Yeah, I already covered that when I asked if the "rocket" was a pellet of
propellant or a jacketed pellet. You really should look further into all
I've
written before jumping to conclusions. If it just a propellant, the terminal
mass is zero.
>
> You are asserting that depends on the burn rate (=> thrust) and the fuel
> load.
>
> If you want to prove that, it should be easy: you can do it with a single
> pair of examples. Pick a reasonable value for the burn rate, and pick a
> reasonable value for the total mass (fuel + projectile). Figure out the
> velocity at which the engine must be shut off (or must run out of fuel!)
> in order to maximize the momentum carried by the projectile (along with
> any leftover fuel).
>
> Then, pick _different_ values for the burn rate and/or total mass, and do
> it again, and determine that the "ideal velocity" is different in the
> second case.
>
> If you can do that, you've proved your assertion.
>
> I happen to think this is an interesting problem. If you don't agree,
> nobody's forcing you to continue responding.
>
> Point of clarification: I posted this as a "brain teaser". I'll
> eventually post my own solution, but that won't be for a while yet --
> someone else might find it interesting enough to actually tackle the math,
> and I'm not going to preempt that. So don't hold your breath waiting for
> me to fill in the gaps for you here. If you really think there's not
> enough information, either prove it, or just ignore the problem.
>
>
>> We do not know if a single molecule is
>> ejected at 900 fps through a miniscule aperture at a rate of one per
>> year,
>> or the entire fuel load is burnt in a microsecond, or something in
>> between. If the former, then you have an ineffective rocket that will not
>> overcome the friction of the pocket bazooka tube and the Armed Forces
>> will
>> not be interested. If the latter, you have an ineffective bullet that
>> risks more damage
>> singeing the eyebrows of the soldier behind you than it does to the
>> target, and the Armed Forces will not be interested. Whatever I do, the
>> terminal momentum will still be mv. 900 fps is meaningless information.

Data pulled from a collection:
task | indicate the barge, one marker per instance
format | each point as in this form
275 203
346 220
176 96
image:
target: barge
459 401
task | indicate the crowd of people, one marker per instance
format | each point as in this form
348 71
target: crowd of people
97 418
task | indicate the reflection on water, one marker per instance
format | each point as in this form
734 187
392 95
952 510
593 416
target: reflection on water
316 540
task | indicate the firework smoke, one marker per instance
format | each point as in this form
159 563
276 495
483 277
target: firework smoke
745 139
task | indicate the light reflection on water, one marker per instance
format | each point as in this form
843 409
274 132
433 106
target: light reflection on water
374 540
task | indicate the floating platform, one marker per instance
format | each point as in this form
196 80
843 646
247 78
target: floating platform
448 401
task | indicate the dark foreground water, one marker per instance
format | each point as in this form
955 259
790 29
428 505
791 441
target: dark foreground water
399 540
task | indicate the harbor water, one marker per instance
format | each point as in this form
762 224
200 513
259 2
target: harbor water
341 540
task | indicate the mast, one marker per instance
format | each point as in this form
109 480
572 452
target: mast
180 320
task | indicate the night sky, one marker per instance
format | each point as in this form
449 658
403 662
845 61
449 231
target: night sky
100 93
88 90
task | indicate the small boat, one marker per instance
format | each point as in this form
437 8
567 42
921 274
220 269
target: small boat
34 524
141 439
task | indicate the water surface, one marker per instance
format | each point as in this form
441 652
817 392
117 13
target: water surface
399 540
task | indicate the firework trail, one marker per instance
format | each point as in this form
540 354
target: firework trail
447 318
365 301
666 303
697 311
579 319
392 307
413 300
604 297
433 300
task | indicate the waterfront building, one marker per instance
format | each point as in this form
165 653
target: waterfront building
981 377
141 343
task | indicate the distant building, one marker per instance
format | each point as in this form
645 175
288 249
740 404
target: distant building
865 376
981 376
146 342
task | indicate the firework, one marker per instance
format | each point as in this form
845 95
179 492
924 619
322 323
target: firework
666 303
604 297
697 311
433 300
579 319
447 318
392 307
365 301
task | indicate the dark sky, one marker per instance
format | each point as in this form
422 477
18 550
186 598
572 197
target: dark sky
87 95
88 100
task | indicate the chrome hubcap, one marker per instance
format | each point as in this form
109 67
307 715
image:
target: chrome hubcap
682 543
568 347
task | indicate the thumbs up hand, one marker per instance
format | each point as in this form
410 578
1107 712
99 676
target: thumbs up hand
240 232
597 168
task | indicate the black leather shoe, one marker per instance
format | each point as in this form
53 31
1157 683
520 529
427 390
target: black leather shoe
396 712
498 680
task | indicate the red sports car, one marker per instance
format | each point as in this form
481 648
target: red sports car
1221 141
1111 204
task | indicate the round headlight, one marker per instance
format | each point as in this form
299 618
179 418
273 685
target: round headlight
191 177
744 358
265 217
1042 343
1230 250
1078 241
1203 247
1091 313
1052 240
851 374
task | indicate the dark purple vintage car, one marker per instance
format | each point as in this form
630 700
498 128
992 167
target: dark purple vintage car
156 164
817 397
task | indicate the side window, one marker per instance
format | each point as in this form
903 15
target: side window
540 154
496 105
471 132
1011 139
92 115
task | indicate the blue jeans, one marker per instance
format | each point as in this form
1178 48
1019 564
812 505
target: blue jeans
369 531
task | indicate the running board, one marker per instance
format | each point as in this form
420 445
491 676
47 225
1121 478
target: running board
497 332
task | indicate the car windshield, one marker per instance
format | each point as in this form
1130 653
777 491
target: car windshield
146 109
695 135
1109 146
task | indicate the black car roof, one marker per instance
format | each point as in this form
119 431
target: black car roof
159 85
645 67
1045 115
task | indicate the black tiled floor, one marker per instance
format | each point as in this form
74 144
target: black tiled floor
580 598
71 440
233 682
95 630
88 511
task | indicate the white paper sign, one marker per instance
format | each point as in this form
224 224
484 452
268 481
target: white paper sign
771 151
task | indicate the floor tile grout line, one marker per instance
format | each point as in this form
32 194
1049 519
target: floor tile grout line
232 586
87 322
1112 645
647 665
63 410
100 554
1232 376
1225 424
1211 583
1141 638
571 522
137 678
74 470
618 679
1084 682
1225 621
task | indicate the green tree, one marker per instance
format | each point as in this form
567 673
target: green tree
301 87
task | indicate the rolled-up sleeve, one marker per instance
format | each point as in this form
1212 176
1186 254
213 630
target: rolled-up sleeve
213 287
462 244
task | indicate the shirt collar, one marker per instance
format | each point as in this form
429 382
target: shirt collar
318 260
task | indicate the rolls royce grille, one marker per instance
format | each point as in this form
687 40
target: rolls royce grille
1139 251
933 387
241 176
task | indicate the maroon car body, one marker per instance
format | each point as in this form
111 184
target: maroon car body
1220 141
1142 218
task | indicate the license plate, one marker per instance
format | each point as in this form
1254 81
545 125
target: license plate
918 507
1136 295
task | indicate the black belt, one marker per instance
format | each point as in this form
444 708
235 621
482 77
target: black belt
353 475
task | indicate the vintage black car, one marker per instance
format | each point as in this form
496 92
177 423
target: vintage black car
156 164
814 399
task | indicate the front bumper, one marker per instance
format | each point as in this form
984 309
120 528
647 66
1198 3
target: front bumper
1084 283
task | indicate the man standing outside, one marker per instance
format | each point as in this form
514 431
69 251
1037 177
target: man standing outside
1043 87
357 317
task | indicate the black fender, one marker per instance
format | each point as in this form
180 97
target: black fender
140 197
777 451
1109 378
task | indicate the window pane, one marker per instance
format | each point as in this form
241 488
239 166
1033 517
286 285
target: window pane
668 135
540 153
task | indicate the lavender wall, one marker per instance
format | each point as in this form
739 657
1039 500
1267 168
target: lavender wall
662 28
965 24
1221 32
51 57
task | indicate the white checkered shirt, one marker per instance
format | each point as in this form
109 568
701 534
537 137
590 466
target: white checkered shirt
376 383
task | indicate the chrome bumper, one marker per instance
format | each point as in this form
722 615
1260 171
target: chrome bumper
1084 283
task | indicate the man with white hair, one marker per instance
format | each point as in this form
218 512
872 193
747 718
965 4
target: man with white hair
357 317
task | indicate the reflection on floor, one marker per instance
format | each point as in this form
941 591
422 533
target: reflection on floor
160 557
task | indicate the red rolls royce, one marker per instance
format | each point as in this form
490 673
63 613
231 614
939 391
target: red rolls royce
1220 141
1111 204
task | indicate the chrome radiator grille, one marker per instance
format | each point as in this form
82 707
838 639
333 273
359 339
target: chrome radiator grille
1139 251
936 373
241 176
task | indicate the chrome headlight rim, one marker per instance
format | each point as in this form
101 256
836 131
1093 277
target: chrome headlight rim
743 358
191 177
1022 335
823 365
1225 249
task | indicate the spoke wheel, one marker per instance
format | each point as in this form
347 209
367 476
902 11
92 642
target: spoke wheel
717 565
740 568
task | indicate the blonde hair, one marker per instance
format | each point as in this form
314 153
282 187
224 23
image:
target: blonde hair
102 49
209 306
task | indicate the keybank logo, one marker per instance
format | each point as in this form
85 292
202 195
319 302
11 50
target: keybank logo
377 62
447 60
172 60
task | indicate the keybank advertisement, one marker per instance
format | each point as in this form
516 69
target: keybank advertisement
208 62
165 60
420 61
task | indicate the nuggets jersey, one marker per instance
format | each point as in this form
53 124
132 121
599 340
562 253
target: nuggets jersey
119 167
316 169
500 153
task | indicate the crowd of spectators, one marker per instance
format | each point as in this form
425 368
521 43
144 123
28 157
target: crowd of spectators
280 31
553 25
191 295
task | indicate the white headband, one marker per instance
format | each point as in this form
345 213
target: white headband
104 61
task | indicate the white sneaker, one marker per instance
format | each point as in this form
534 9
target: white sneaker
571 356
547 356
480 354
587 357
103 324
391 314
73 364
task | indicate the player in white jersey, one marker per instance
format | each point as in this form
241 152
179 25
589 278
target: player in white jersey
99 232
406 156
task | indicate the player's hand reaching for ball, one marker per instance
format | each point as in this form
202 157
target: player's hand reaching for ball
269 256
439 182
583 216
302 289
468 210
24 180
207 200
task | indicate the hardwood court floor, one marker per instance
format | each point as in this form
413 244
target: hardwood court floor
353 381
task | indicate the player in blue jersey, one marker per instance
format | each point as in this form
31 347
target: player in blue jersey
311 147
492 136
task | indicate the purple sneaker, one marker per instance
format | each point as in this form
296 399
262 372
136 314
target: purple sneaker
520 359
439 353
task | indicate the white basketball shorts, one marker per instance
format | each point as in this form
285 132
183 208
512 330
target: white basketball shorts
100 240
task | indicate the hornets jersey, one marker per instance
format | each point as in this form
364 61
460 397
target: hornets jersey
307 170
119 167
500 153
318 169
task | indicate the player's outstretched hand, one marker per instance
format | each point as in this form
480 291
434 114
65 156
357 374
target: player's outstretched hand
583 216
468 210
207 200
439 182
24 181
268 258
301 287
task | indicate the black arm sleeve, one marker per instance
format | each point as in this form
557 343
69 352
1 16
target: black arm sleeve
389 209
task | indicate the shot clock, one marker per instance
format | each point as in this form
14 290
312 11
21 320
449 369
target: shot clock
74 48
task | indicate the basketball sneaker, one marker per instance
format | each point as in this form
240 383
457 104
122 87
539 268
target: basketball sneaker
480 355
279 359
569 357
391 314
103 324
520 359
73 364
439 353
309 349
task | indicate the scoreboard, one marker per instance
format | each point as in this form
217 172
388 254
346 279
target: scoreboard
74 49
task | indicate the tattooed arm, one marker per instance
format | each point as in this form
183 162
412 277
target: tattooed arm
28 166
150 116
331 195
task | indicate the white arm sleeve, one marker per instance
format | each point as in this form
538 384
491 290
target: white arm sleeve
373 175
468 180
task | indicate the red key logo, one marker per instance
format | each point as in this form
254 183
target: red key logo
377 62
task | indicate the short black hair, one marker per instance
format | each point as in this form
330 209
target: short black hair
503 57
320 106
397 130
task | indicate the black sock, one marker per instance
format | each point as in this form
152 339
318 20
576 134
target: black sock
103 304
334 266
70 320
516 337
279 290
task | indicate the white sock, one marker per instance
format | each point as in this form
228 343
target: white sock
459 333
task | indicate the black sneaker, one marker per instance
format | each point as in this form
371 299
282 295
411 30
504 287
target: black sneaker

To do:
a: In the rocket brain-teaser thread, why does the poster of the teaser say they will hold off on posting their own solution for a while?
b: Take the rocket brain-teaser thread further, picking up after its final sentence.
This material stands apart from the rocket brain-teaser thread.

Task answers:
a: They want to leave room for someone else who finds the problem interesting enough to actually work through the math. They don't intend to preempt that.

b:
>>
>>
>>>
>>>>>> It depends on the
>>>>>> burn time, the thrust and the mass. The smaller the mass the greater
>>>>>> the terminal velocity. The longer the burn the greater the terminal
>>>>>> velocity. I'd suggest they should burn until they hit the target. The
>>>>>> problem you run into is that the propellant is part of the mass and
>>>>>> that reduces the initial acceleration. However, increasing the mass
>>>>>> at the target also increases the momentum. If your little rockets are
>>>>>> ALL propellant, they end up with zero mass at a high velocity. SRB's
>>>>>> are an attempt to approximate this condition and as you know a seal
>>>>>> gave out resulting in the Challenger disaster. You can indefinitely
>>>>>> increase the length of the SRB until the mass of the propellant
>>>>>> exceeds the thrust needed to lift it against gravity, under which
>>>>>> conditions propellant would be wasted with a huge flame at ground
>>>>>> level, until the mass reduces to less that the constant force the
>>>>>> thrust exerts, at which moment the rocket will commence lift-off. So
>>>>>> we need to know the thrust. The same SBR in orbit would commence
>>>>>> acceleration instantly, of course, since it would not be held back by
>>>>>> gravity. Changing the diameter of a SRB changes the thrust. Changing
>>>>>> the length changes the mass and then burn time.
>>>>>>
>>>>>>
>>>>>>
>>>>>>
>>>>>>
>>>>>>> 2) The Army hears about my new design, and they like it; they buy
>>>>>>> it.
>>>>>>> But they don't care about momentum -- "stopping power", in modern
>>>>>>> parlance. All they care about is _energy_. So, to make the army
>>>>>>> happy, how fast should the rockets go?
>>>>>>
>>>>>> I'd suggest they should burn until they hit the target and then flame
>>>>>> out,
>>>>>> having used all the propellant. Without knowing the mass of the
>>>>>> "bullet", the mass of the propellant and the thrust, it is impossible
>>>>>> to quote a speed.
>>>>>
>>>>> Really? Are you quite sure?
>>>> No. It depends on the criteria the Army is looking for.
>>>
>>> You're still implicitly asserting that you can't solve part (2) of the
>>> problem without more information. If that statement is true you should
>>> be able to prove it.
>>>
>>> I sure don't see a proof here!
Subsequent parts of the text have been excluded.